Give the count of lines below that include the word "road", and say nothing else.

══ INPUT RECORDS ══

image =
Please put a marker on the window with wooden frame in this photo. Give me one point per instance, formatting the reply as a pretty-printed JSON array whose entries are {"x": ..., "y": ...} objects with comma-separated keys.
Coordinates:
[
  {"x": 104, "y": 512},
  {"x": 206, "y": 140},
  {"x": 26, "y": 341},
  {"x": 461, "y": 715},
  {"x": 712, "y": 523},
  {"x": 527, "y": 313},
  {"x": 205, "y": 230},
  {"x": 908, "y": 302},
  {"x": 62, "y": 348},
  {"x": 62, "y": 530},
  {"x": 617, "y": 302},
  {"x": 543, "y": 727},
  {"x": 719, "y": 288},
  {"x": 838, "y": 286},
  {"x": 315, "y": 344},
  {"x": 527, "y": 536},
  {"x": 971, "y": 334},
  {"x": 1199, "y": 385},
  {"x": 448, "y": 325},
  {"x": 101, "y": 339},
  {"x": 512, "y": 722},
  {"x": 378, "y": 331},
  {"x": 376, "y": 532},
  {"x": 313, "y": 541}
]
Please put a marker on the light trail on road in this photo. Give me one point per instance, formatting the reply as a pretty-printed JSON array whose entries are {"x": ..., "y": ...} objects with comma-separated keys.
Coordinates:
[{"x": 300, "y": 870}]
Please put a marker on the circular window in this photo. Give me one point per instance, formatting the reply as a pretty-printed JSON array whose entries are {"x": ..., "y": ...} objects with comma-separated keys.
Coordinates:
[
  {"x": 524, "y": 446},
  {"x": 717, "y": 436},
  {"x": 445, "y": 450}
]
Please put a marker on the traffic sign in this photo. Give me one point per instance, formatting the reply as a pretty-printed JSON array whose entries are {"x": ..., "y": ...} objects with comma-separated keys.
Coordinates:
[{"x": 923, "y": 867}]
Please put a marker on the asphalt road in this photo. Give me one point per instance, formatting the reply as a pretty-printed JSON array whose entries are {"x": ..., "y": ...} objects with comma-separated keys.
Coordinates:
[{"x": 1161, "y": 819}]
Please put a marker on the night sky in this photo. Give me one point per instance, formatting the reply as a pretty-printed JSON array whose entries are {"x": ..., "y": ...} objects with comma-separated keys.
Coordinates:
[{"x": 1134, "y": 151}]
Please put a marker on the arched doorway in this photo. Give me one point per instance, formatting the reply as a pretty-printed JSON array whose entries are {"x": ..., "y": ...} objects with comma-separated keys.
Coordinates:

═══

### [EXERCISE RESULT]
2